Instructions to follow: Only the lines that include "whole" should be copied from the data below.

Provided records:
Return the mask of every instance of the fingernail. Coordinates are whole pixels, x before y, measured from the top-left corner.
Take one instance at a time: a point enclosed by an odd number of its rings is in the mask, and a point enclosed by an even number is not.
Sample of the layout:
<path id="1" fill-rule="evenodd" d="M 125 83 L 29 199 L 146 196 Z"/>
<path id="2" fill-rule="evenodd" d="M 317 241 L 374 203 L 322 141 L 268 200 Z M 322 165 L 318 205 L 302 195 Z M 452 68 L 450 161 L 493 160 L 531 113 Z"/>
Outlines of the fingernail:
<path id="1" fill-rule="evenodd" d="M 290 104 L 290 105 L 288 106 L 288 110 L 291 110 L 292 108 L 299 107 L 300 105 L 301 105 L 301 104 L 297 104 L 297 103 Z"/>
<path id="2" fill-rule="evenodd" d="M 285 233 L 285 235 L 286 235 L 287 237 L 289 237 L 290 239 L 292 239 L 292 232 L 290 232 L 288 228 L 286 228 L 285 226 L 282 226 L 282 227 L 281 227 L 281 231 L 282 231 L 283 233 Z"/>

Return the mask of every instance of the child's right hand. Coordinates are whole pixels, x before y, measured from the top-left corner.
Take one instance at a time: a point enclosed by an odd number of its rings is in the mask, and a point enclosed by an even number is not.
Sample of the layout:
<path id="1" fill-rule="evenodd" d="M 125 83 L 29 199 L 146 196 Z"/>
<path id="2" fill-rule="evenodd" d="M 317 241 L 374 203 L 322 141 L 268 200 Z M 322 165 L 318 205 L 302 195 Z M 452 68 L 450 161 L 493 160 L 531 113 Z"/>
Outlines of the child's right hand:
...
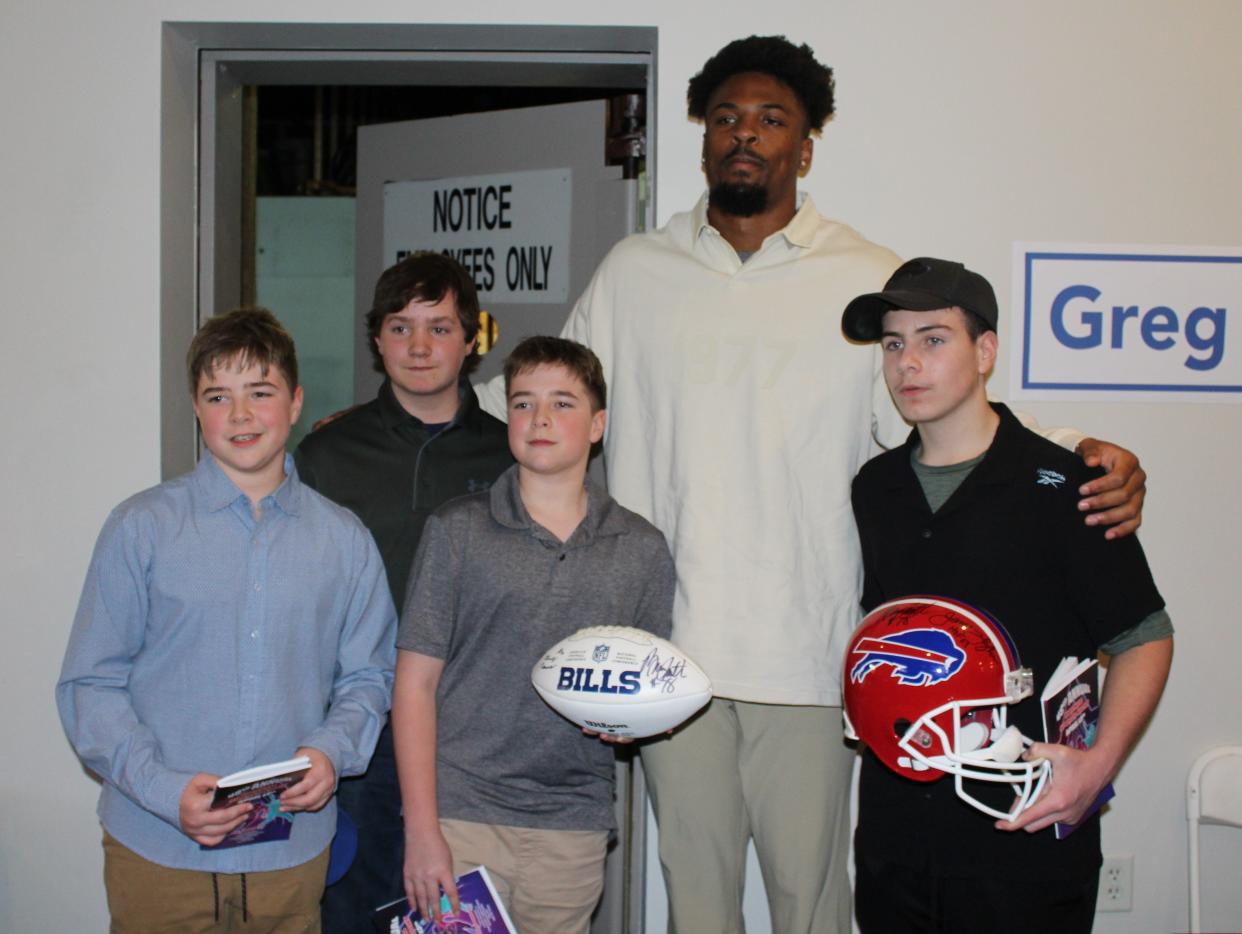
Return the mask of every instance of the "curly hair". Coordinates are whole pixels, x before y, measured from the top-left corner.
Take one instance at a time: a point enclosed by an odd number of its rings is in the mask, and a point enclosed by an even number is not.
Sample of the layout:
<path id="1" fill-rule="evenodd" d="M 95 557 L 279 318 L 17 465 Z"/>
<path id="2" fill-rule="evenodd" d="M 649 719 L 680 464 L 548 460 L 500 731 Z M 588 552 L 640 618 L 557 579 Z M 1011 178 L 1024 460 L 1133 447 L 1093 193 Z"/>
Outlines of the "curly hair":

Solution below:
Return the mask of every instance of the fingernail. Coordinates are whole pixels, x before y, measured from the top-left corner.
Return the mask of every instance of the child's right hand. Coordinates are whole pixels, x before y, measured from the top-left corner.
Return the mask of every instance of the "curly hair". Coordinates are whole pixels, x before y, measured from the top-left corner.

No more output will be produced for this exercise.